(PROBLEM TO WORK ON):
Rewrite every line of the records below as a numbered list, omitting any blank lines.

Start of DATASET

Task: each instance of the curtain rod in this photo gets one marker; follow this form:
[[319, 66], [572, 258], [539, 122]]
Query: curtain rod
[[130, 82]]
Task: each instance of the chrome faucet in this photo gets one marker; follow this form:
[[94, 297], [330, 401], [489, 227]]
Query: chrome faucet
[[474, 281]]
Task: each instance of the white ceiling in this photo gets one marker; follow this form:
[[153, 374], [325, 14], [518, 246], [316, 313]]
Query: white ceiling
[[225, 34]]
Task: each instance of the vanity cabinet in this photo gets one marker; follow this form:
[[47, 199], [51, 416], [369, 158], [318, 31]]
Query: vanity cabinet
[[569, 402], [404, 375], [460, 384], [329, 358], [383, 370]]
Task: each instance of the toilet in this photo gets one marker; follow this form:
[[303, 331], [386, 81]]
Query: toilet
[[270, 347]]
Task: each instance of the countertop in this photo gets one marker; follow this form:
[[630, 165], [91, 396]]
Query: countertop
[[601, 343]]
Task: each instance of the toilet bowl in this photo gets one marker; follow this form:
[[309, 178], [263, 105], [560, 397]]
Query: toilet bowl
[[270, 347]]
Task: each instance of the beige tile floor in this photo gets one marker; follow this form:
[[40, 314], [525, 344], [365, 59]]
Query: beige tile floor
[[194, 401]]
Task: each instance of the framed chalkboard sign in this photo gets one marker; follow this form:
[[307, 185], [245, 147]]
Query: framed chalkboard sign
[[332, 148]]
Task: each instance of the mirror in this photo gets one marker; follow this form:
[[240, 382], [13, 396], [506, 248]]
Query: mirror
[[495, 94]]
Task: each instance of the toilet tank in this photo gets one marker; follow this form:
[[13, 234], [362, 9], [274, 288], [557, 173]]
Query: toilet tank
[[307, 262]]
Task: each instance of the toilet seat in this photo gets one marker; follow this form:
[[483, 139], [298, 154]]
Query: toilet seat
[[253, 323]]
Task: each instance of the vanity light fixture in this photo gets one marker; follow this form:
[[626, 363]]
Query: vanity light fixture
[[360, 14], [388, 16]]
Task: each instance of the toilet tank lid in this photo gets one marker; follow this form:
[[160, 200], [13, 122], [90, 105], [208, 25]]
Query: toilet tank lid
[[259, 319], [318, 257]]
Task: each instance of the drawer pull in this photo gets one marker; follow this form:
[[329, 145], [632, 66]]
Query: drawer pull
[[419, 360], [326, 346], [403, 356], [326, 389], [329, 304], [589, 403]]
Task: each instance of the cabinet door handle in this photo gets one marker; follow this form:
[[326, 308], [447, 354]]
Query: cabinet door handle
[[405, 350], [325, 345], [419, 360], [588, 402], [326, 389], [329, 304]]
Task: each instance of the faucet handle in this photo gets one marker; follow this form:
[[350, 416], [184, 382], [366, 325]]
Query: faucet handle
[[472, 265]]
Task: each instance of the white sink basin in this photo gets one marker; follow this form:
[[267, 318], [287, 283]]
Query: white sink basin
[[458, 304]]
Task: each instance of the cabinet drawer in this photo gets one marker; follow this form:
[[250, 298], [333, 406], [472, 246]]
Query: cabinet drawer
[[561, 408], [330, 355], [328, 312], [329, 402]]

End of DATASET

(RESPONSE TO THIS EXERCISE):
1. Task: each instance of the curtain rod in this photo gets one marker; follow this form:
2. [[319, 66], [572, 258], [539, 122]]
3. Query: curtain rod
4. [[130, 82]]
5. Task: each instance of the chrome faucet in this photo gets one marker; follow this form:
6. [[94, 297], [330, 401], [489, 227]]
7. Query: chrome faucet
8. [[474, 281]]
9. Task: each instance of the white ceiling in this photo gets one marker; follow this form:
10. [[153, 374], [325, 14], [518, 246], [316, 313]]
11. Query: white ceiling
12. [[225, 34]]
13. Task: each instance of the vanity cabinet in this photo gets one marker; follow this form:
14. [[47, 199], [51, 416], [369, 158], [318, 31]]
15. Query: vanity cabinet
16. [[569, 402], [404, 375], [460, 384], [329, 358], [383, 370]]
17. Task: each instance of the toilet in this photo gets one marker; follow this form:
18. [[303, 331], [386, 81]]
19. Query: toilet
20. [[270, 347]]
21. Task: each instance of the countertop in this photo gets one marker; follow this form:
22. [[630, 165], [91, 396]]
23. Query: countertop
24. [[601, 343]]
25. Task: each instance of the toilet bowl in this photo gets one marker; follow this form:
26. [[309, 178], [263, 105], [560, 397]]
27. Query: toilet bowl
28. [[270, 347]]
29. Task: each instance of the beige tile floor in this photo gets one marker; follow this form:
30. [[40, 314], [525, 344], [365, 59]]
31. Query: beige tile floor
32. [[194, 401]]
33. Task: each instance of the framed chalkboard sign in this photo gets one marker; follow this form:
34. [[307, 185], [245, 147]]
35. Query: framed chalkboard sign
36. [[332, 148]]
37. Task: each instance of the mirror in this photo gets one marker; follow this form:
38. [[240, 382], [13, 396], [506, 248]]
39. Query: mirror
40. [[495, 94]]
41. Task: each instance of the toilet tank in this photo gets one marker; follow this form:
42. [[13, 234], [362, 9], [274, 288], [557, 173]]
43. Query: toilet tank
44. [[307, 262]]
45. Task: each instance of the toilet seat in this photo gets one marker; follow this form:
46. [[483, 139], [298, 154]]
47. Query: toilet seat
48. [[253, 323]]
49. Task: each instance of the vanity light fixture in this photo gets one marker; follow this form:
50. [[626, 363]]
51. Query: vanity light fixture
52. [[360, 14], [388, 16]]
53. Task: each instance of the toilet tank lid in this photo gets one marker; follow this form:
54. [[160, 200], [13, 122], [90, 105], [208, 25]]
55. Query: toilet tank lid
56. [[259, 319], [318, 257]]
57. Task: each instance of the drawer pull in this photo gets one marker; follow this form:
58. [[329, 145], [632, 66]]
59. Query: drawer pull
60. [[419, 360], [326, 346], [403, 356], [326, 389], [329, 304], [589, 403]]
61. Task: each instance of the cabinet door handle in this photo gets one marker; follow this form:
62. [[326, 308], [447, 354]]
63. Query: cabinet door handle
64. [[405, 350], [325, 345], [419, 360], [588, 402], [326, 389], [329, 304]]
65. Task: each instance of the faucet handle in this photo gets one marker; follow this form:
66. [[350, 416], [184, 382], [366, 325]]
67. Query: faucet handle
68. [[472, 265]]
69. Task: each instance of the white sink basin in this photo gets one marker; follow this form:
70. [[267, 318], [287, 283]]
71. Query: white sink basin
72. [[458, 304]]
73. Task: each instance of the cabinet drawer in this photo gets one marker; follow this form:
74. [[250, 298], [333, 406], [472, 246]]
75. Query: cabinet drawer
76. [[561, 408], [330, 355], [328, 312], [329, 402]]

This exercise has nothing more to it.